Text –
☆ ☆ ☆ ☆ ☆ ☆ ☆
Proper Disposal of Automative Products
Most automative products are flammable and/or toxic. Therefore, they can be hazardous if mishandled or disposed of improperly. Here are ways to properly dispose of automative products.
Always use antifreeze according to directions. If unable to use it, pass it on to others who might need it. Never pour used antifreeze on the ground or into a ditch. Check if your local waste-water treatment plant accepts antifreeze. If not, bring the antifreeze to a hazardous-waste collection center or to a licensed hazardous-waste disposal facility.
Keep the degreasing fluids in a secure and tightly closed container. Take it to a licensed hazardous-waste disposal facility.
☆ ☆ ☆ ☆ ☆ ☆ ☆
Required action A –
Rewrite the paragraph of the disposal text that begins "Always use antifreeze according to directions" as a bulleted list, keeping its main facts.
Required action B –
From the disposal text, list every kind of facility or center named as a place to bring the products.
Required action C –
Copy out the part of the disposal text that begins at the words "Proper Disposal of" and ends after "or to a licensed hazardous-waste disposal facility.".
☆ ☆ ☆ ☆ ☆ ☆ ☆
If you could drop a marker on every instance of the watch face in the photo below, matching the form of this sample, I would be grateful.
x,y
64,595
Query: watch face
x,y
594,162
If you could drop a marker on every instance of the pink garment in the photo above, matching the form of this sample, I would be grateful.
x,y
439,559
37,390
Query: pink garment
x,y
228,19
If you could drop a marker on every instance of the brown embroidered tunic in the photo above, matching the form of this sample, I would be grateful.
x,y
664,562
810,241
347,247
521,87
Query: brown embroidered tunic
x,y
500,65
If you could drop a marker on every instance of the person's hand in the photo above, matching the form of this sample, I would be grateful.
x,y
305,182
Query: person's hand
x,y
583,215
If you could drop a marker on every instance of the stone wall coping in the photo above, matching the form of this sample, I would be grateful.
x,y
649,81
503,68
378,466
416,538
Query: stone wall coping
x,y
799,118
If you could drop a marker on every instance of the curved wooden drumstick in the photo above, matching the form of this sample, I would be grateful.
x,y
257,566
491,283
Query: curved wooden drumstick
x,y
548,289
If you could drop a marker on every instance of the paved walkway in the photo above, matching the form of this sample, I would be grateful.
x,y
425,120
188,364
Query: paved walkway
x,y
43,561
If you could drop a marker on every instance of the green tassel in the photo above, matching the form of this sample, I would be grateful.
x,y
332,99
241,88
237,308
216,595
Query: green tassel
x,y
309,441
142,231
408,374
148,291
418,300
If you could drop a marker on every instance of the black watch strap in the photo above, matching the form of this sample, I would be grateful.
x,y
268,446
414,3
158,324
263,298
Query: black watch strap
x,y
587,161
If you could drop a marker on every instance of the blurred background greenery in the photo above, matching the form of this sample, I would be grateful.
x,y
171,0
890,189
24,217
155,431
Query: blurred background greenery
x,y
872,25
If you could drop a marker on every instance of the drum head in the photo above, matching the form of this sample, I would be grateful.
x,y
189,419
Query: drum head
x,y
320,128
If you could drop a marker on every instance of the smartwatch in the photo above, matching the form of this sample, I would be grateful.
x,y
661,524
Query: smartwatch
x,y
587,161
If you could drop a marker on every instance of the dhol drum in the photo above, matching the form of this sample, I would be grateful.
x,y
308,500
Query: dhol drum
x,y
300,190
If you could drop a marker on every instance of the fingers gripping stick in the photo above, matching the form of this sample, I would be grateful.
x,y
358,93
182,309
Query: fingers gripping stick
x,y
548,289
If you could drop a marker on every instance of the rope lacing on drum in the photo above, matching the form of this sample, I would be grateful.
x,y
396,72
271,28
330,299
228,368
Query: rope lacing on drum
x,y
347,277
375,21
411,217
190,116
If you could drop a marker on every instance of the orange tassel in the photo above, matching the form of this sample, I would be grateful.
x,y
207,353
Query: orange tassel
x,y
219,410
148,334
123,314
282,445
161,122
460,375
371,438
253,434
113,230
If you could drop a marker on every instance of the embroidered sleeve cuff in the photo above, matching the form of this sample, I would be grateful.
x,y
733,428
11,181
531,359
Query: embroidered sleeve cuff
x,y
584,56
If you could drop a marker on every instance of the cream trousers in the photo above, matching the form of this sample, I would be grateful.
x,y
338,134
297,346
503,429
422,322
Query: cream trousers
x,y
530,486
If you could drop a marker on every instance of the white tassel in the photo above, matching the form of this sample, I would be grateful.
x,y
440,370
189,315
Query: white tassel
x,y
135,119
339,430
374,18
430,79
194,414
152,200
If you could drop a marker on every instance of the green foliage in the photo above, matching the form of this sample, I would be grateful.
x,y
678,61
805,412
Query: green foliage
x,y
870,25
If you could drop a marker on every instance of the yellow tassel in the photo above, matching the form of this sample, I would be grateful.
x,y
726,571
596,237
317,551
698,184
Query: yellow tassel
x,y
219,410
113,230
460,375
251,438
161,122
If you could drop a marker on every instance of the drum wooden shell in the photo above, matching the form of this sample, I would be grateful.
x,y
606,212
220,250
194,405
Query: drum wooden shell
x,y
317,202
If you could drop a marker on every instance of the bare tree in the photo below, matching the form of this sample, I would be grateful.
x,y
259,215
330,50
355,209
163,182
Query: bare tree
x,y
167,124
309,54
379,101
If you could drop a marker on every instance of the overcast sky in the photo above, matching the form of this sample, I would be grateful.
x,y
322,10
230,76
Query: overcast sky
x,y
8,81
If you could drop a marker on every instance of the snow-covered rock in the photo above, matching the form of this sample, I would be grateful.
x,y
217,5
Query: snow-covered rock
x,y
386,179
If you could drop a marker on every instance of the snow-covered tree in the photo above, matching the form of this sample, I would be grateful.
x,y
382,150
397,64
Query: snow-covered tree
☆ ☆ ☆ ☆ ☆ ☆ ☆
Response box A –
- Use antifreeze according to directions.
- If you can't use it, pass it on to others who might need it.
- Never pour used antifreeze on the ground or into a ditch.
- Check whether your local waste-water treatment plant accepts antifreeze.
- If it doesn't, take the antifreeze to a hazardous-waste collection center or a licensed hazardous-waste disposal facility.

Response box B –
- Local waste-water treatment plant
- Hazardous-waste collection center
- Licensed hazardous-waste disposal facility

Response box C –
Proper Disposal of Automative Products
Most automative products are flammable and/or toxic. Therefore, they can be hazardous if mishandled or disposed of improperly. Here are ways to properly dispose of automative products.
Always use antifreeze according to directions. If unable to use it, pass it on to others who might need it. Never pour used antifreeze on the ground or into a ditch. Check if your local waste-water treatment plant accepts antifreeze. If not, bring the antifreeze to a hazardous-waste collection center or to a licensed hazardous-waste disposal facility.